## Excerpt provided
Imagine that you arrive to your scheduled examination at a hospital. You are a little bit afraid and you are not entirely sure what department and where you should go to. Your worries are immediately relieved when a young man approaches you and helps you find the way. In addition to this, the young man talks to you and you almost forget you were actually afraid of something.
This is exactly how it works at one of London's leading hospitals, the Great Ormond Street Hospital which I visited recently. These people are probably students hired on a part-time basis and carry a yellow T-shirt with the text “I Can Help You.” They are there so that you can turn to them for help at any time in case you need to. Parents are not left wandering around the hospital and young patients are not stressed by the uncertainty of their parents. Their worries are not the only difficulty. A scared child deals with the examination with more difficulty, all takes longer and sometimes, it is not even possible to carry out the examination at all. There are many other similar approaches that can be observed at this hospital and our health care system should seek inspiration from such examples.
Czech patients do not ask, doctors do not explain
Unfortunately, the conditions under which Czech medical staff have to provide their services are often not ideal. This is usually also reflected in the subsequent approach of the medical staff in question. In addition to this, Czech culture as well as what the Czechs consider to be the norm all play a role – people are not used to asking and the doctors and nurses are not used to explaining everything, often not paying much attention to the patient's feelings including fear or worries of the unknown.
The situation is further complicated by the actual construction and economic capabilities of medical facilities. When we for example take a look at pediatric care in particular, we often find that the facilities here have larger rooms which were made to cater for numerous children at once. It is not always possible for the parents to be there with their children and often, there aren't enough funds for better equipment and decoration. However, that said, there are many new places available now where that is no longer the case. When comparing the situation with western countries, there is still much progress to be made.
Parents are always in the room, even during examinations
In western countries, single-bed or two-bed rooms are considered the norm while treating children. In addition to this, it is usually expected that one of the parents will be there with the child as well. Further, parents are there with the child during all medical procedures with the exception of surgical procedures in the operating room. The doctors reach our and form a relationship with the patients and the parents as well.
At Great Ormond Street Hospital, this particular approach is visible at all times. The naming of the various medical departments carrying animal names is a perfect example of this. The child does not find himself/herself in something referred to as the neurology department, but rather at the Bear or Squirrel department. This is naturally much more appealing and pleasant for small children.

## Data records
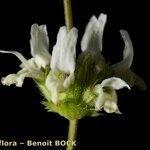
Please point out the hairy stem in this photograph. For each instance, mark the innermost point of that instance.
(72, 132)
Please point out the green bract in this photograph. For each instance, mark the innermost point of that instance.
(75, 88)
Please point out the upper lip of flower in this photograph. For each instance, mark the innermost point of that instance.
(62, 63)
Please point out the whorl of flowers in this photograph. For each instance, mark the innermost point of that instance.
(72, 87)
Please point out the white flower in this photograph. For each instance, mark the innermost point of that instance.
(40, 57)
(122, 69)
(93, 38)
(62, 65)
(107, 97)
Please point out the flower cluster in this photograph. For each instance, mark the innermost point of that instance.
(72, 87)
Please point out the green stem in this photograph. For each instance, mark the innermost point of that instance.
(73, 124)
(68, 14)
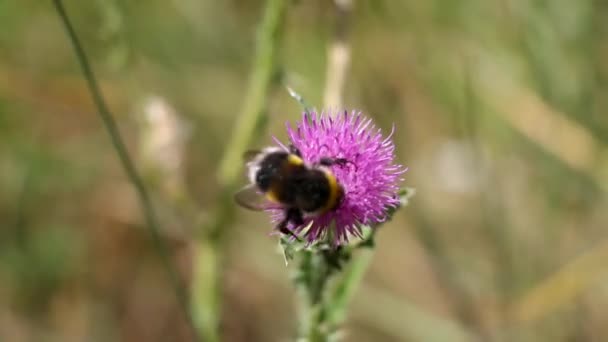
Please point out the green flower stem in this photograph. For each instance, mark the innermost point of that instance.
(206, 303)
(347, 286)
(323, 299)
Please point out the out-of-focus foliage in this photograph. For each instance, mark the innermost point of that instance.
(500, 113)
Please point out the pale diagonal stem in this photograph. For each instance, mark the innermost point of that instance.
(126, 162)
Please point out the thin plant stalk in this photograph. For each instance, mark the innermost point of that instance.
(126, 162)
(207, 296)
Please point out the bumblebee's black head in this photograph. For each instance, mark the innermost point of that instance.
(284, 178)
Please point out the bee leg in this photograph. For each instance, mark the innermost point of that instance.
(291, 215)
(295, 150)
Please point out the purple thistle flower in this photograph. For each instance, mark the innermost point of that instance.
(370, 178)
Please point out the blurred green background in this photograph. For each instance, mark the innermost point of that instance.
(500, 109)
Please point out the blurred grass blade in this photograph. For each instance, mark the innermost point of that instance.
(126, 162)
(563, 286)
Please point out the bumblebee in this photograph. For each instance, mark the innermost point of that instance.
(279, 178)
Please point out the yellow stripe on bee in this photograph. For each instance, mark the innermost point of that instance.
(334, 192)
(272, 197)
(294, 159)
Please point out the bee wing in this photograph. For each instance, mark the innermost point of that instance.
(250, 155)
(250, 197)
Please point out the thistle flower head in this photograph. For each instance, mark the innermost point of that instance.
(370, 177)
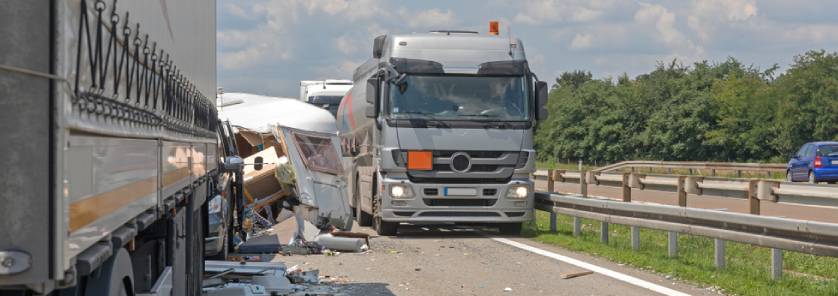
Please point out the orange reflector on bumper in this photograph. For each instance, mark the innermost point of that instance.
(420, 160)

## Activity
In the hospital article, what text appears on the yellow T-shirts of the helpers at Great Ormond Street Hospital? The entries can be left aside.

## Written solution
The T-shirts read "I Can Help You."